■ **Required work**:
**a.** Name every piece of software mentioned in the mailing-list message about /boot on a pen drive.
**b.** Rewrite the records starting with the line containing "where the night" and going on through the line containing "[1329,497,1370,574]", swapping "bounding box" for "enclosing box" and leaving all else unchanged.

On Sun, 8 Apr 2007 23:29:20 -0400
"Ciro Iriarte" <[EMAIL PROTECTED]> wrote:

> Hi, i currently run my main workstation with SuSE 10.1 (X86_64) with
> 2x250GB Sata disks on RAID1, right now i have two arrays, md0 for
> /boot and md1 for lvm. I'm planning to upgrade to 3x500GB SATA disks
> on RAID5 and would like to manage all the space with lvm to make
> things easier (not creating a tiny partition for /boot or having to
> worry about grub when replacing disks). Is it posible to put /boot on
> a pendrive so that i can have grub and /boot out of my way when
> replacing failed disks?
Is it possible, yes if you can boot from a pen drive.
I would certainly not do that..

■ **Records for processing**:
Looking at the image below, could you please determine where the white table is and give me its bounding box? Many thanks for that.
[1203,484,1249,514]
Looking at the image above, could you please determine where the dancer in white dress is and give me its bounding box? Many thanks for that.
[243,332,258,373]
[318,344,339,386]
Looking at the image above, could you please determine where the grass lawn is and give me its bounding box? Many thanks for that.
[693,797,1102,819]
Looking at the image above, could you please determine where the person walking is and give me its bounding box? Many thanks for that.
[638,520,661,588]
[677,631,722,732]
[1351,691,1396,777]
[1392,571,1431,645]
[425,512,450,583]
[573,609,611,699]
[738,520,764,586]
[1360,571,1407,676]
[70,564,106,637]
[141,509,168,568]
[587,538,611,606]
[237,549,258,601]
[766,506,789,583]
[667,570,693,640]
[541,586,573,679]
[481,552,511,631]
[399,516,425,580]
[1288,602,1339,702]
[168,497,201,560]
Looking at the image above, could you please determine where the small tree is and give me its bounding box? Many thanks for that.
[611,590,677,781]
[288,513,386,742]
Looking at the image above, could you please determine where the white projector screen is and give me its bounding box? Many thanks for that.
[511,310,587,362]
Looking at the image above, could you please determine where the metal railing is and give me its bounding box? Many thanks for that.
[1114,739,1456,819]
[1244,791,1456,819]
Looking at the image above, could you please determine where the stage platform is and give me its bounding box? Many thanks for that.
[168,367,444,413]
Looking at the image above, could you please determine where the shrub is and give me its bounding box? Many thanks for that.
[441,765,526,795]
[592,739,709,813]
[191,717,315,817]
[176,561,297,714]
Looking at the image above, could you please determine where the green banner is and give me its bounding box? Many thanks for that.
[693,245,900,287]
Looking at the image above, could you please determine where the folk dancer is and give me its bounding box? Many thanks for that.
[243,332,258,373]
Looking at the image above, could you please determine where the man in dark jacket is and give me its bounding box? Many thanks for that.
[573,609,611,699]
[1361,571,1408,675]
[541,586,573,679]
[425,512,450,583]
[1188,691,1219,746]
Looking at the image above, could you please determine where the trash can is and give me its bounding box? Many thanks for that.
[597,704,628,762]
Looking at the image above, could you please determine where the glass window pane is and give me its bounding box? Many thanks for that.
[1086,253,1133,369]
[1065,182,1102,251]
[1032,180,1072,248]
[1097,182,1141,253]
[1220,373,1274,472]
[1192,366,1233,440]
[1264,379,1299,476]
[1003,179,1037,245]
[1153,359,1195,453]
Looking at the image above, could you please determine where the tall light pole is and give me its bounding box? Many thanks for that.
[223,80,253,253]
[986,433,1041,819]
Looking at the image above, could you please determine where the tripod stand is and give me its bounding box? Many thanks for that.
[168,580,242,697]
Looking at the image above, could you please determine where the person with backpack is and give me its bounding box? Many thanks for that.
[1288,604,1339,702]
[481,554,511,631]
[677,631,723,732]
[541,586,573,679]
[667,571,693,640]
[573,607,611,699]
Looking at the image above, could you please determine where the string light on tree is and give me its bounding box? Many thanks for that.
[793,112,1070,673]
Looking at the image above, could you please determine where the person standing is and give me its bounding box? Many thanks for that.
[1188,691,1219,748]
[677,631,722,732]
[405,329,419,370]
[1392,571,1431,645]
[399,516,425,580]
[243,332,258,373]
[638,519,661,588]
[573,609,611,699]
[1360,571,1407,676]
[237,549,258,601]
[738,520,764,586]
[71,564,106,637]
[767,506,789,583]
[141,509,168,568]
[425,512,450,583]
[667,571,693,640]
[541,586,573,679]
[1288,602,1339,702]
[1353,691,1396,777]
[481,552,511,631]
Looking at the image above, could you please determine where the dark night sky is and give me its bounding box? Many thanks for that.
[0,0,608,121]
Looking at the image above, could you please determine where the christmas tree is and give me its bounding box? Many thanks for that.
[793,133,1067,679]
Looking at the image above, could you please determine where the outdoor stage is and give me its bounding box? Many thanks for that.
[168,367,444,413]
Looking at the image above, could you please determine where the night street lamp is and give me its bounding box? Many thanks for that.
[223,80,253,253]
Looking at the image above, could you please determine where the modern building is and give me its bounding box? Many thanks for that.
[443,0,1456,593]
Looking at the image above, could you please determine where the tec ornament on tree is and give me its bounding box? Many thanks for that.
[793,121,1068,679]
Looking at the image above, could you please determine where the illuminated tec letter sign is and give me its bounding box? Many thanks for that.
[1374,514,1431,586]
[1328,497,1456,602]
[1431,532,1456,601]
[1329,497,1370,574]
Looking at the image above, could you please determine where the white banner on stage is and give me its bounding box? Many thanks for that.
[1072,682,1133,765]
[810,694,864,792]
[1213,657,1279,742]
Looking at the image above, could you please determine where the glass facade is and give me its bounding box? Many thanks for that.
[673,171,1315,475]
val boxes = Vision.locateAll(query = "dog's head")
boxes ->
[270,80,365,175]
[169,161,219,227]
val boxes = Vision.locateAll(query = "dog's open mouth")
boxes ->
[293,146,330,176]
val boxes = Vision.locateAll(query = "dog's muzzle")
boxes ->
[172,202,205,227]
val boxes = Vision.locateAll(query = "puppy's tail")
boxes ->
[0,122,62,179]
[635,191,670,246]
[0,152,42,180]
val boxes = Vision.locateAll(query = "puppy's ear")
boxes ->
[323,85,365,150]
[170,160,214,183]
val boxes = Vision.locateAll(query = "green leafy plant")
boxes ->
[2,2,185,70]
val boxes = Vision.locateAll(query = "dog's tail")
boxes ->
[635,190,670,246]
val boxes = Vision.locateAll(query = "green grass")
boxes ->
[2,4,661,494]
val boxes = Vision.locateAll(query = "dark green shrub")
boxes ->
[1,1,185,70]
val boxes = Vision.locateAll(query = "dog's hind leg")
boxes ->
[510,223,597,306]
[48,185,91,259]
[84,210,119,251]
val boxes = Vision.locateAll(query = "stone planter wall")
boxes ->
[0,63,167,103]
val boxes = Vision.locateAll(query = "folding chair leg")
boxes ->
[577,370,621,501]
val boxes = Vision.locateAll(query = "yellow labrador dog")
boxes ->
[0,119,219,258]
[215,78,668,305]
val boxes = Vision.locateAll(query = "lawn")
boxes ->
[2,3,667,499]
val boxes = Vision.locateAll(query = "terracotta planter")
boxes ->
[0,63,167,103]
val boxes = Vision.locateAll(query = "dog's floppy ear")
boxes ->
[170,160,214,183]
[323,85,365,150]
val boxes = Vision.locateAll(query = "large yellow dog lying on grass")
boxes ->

■ **Worked answers**:
**a.** SuSE 10.1 (X86_64), lvm, grub

**b.**
Looking at the image above, could you please determine where the night street lamp is and give me its enclosing box? Many thanks for that.
[223,80,253,253]
Looking at the image above, could you please determine where the modern building is and give me its enclosing box? Many thanks for that.
[443,0,1456,593]
Looking at the image above, could you please determine where the tec ornament on tree is and give me its enclosing box? Many thanks for that.
[793,121,1068,679]
Looking at the image above, could you please determine where the illuminated tec letter sign is and give me its enclosing box? Many thanks for that.
[1374,514,1431,586]
[1328,497,1456,602]
[1431,532,1456,601]
[1329,497,1370,574]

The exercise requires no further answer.